(Dataset rows on where objects appear)

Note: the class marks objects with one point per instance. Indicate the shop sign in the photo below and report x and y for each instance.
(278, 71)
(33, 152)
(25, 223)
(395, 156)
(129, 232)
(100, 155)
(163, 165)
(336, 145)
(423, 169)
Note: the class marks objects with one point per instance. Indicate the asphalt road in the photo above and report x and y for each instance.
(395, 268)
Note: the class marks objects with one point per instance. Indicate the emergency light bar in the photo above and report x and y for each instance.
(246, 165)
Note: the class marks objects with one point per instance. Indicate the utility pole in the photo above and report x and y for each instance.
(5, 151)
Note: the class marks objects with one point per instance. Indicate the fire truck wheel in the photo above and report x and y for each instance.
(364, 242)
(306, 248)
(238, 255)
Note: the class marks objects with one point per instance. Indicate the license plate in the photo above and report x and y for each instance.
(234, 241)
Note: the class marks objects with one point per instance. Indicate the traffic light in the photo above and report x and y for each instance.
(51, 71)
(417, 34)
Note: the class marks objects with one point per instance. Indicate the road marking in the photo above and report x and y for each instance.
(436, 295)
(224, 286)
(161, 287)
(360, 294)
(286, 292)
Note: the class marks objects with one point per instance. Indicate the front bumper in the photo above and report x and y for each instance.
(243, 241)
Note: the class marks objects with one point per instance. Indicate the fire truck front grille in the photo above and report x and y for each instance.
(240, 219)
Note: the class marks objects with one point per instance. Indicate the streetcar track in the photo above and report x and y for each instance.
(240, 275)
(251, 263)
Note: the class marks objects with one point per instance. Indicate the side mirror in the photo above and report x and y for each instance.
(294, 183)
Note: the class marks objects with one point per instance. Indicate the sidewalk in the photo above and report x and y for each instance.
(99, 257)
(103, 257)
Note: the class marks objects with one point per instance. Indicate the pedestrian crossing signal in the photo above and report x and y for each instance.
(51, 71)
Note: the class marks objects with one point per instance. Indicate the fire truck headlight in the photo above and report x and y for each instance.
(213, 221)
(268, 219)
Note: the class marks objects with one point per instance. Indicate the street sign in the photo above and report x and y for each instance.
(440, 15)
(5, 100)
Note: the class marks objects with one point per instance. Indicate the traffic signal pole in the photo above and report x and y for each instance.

### EXERCISE DIRECTIONS
Recopy the entries above exactly, with every line included.

### SOLUTION FOR THIS PROBLEM
Note: the class marks objects with one point per instance. Indicate the shop sign in the photo below and report x and y for each instance.
(278, 71)
(33, 152)
(25, 223)
(395, 156)
(129, 232)
(100, 155)
(163, 165)
(336, 145)
(423, 169)
Note: the class marks objects with one point per instance. Indicate the asphalt road in the photo above and report x and y for each instance.
(395, 268)
Note: the class marks objects with one point per instance. Indicate the emergency light bar in the photo above and report x and y for each instance.
(246, 165)
Note: the class marks objects with one point per instance. Indicate the utility pole in the photo above and report x and y for each instance.
(5, 151)
Note: the class marks objects with one point per instance. Indicate the fire truck wheel in the photo above and report x and y for each instance.
(364, 242)
(306, 248)
(238, 255)
Note: the class marks objects with one point per instance. Indicate the license plate in the photo above and report x and y for each instance.
(234, 241)
Note: the class marks objects with one point per instance. Indicate the traffic light in the photo above and report x and y for each instance.
(51, 71)
(417, 34)
Note: the class marks objects with one point per instance. Indicate the road marking in the photo above and report x and y for each instance.
(436, 295)
(224, 286)
(161, 287)
(360, 294)
(286, 292)
Note: the class marks objects with one point per instance. Indicate the front bumper in the photo above and report x and y for each instance.
(243, 241)
Note: the class marks objects with one point per instance. Indicate the fire truck front grille in the photo above and report x and y for each instance.
(240, 219)
Note: the class marks objects with one point per instance. Indicate the streetcar track in the photo above and report x and y for each instance.
(240, 275)
(251, 263)
Note: the class marks objects with one point per instance. Indicate the side mirror in the photo above and report x and y for each instance.
(294, 183)
Note: the class marks objects with one point per instance. Indicate the sidewalk in the photo above and report x and y for each instance.
(99, 257)
(103, 257)
Note: the class marks objects with one point per instance. Indicate the pedestrian crossing signal in the photo above and report x and y for each instance.
(51, 71)
Note: the class marks objects with one point per instance. Indicate the fire truck headlight in the photo above and report x and y for each instance.
(213, 221)
(268, 219)
Note: the class marks objects with one point per instance. Indicate the street sign in the photo above and report x and y for each instance.
(440, 15)
(5, 100)
Note: the class marks objects with one point per instance. Indicate the traffic signal pole in the photo above and report x and y for each instance.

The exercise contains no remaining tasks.